Source passage:
########################################
Perth’s Pawsey Supercomputing Research Centre is supporting a pioneering quantum education and research program to give students access to one of the first educational quantum computers in Australia.
Based at the University of Western Australia, the new programme will enable researchers and students to upskill in the emerging area of quantum computing and engage with Pawsey’s Quantum Supercomputing Innovation Hub.
The education and research hub will be led by quantum physicist Professor Jingbo Wang and will offer two desktop quantum computers, the two-qubit SpinQ Gemini and the three-qubit SpinQ Triangulum system, operating at room temperature.
While the SpinQ systems look like a standard desktop computer tower, they work by trapping specially selected molecules in a powerful magnetic field.
They are then zapped with radio frequency pulses to manipulate the nuclear spins within the molecules.
Quantum computing, the frontier of minaturisation, stores and retrieves data at the sub atomic level.
Pawsey’s CTO Ugo Varetto said the systems would provide quantum computing experience for students using real devices featuring quantum control design capabilities.
Varetto said: “By empowering the next generation to understand quantum computing today, they will be ready when quantum technologies are accessible to all. We are setting the foundation for the future of quantum technologies.”
Professor Jingbo Wang said quantum computing offers a wealth of new possibilities for communication and information processing.
“Quantum computing holds the promise of solving problems which are otherwise intractable on conventional computers.
“It also requires a whole new set of knowledge and skills for the next generation of research scientists and engineers. To give them a quantum mindset at an early age, the students will be on the cutting edge with their advanced knowledge.”
CSIRO estimates the domestic market opportunity from quantum computing to be worth $2.5 billion per annum in revenue. The sector has the potential to create 10,000 new jobs by 2040.
Pawsey Education and Training Manager Ann Backhaus said there was growing demand for education, training and support making use of Pawsey’s foray into quantum computing.
“In 2021, about 10 percent of Pawsey’s 46 interns undertook quantum-based research during their 10-week programme.
“The unique combination of supercomputing and quantum computing helps students step beyond 0s and 1s – binaries – to develop a quantum mindset.”
########################################
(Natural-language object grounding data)
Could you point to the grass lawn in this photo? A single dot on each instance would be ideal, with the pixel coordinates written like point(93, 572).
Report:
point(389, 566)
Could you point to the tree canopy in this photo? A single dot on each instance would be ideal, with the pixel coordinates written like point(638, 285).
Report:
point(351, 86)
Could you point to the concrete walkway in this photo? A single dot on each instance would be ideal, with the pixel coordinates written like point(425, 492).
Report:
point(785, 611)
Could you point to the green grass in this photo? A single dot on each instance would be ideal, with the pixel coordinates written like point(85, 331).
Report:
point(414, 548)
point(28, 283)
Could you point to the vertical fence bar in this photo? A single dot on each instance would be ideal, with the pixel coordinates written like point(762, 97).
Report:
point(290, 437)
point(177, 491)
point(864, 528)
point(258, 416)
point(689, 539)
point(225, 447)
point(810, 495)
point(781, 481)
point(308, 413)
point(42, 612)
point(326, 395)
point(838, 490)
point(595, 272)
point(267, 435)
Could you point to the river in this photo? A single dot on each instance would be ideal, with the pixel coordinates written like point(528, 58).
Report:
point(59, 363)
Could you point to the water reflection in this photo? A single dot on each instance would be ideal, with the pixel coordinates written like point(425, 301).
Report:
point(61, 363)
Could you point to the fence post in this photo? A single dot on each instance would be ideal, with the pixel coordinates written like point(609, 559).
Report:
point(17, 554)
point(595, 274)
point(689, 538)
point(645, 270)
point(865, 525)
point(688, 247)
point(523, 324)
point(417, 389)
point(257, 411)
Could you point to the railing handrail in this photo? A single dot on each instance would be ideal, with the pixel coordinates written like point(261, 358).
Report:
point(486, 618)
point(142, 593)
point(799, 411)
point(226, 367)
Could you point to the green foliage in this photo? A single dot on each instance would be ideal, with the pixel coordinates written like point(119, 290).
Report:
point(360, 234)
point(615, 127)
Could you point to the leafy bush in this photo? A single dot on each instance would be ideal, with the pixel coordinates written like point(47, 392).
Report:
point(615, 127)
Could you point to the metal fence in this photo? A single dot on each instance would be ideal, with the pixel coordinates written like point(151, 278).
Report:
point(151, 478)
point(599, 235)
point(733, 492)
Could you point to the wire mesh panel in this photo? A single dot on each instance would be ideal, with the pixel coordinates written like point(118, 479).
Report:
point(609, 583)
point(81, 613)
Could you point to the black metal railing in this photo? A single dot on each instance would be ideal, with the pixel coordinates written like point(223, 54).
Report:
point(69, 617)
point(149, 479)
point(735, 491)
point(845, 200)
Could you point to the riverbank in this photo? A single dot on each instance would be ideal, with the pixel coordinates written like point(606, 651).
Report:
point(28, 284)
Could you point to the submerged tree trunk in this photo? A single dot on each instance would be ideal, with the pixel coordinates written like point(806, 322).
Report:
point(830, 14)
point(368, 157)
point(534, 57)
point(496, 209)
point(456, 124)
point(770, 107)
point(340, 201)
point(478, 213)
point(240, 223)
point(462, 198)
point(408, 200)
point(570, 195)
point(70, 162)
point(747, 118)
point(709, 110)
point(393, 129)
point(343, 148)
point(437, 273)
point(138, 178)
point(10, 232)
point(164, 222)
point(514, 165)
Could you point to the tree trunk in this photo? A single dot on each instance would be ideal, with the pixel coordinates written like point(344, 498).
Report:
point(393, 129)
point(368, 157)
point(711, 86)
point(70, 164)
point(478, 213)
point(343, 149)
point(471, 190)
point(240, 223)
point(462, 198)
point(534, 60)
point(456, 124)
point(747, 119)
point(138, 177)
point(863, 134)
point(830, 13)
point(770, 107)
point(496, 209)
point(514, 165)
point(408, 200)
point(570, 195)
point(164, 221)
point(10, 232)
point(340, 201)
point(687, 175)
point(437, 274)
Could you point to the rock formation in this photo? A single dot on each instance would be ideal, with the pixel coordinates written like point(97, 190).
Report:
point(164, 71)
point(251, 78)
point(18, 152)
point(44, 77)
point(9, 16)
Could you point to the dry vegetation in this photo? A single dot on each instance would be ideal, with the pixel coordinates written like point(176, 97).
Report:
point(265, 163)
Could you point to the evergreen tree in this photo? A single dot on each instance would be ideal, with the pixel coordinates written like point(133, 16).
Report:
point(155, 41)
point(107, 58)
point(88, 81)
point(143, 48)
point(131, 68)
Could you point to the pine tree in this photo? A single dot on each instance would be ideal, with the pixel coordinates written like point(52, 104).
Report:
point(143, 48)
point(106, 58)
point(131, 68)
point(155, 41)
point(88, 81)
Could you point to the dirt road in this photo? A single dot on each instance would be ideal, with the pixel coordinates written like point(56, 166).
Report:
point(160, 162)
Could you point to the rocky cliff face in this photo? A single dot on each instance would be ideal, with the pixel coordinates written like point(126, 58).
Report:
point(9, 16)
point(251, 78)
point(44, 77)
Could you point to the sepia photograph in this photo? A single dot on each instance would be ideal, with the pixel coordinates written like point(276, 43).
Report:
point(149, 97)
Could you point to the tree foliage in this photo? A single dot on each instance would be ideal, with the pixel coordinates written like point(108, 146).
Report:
########################################
Task 1: From the article on Pawsey's quantum education program, reproduce the passage between "Pawsey’s CTO Ugo" and "control design capabilities.", inclusive.
Task 2: In the article on Pawsey's quantum education program, what annual revenue does CSIRO estimate for the domestic quantum computing market opportunity?

Task answer 1:
Pawsey’s CTO Ugo Varetto said the systems would provide quantum computing experience for students using real devices featuring quantum control design capabilities.

Task answer 2: $2.5 billion per annum.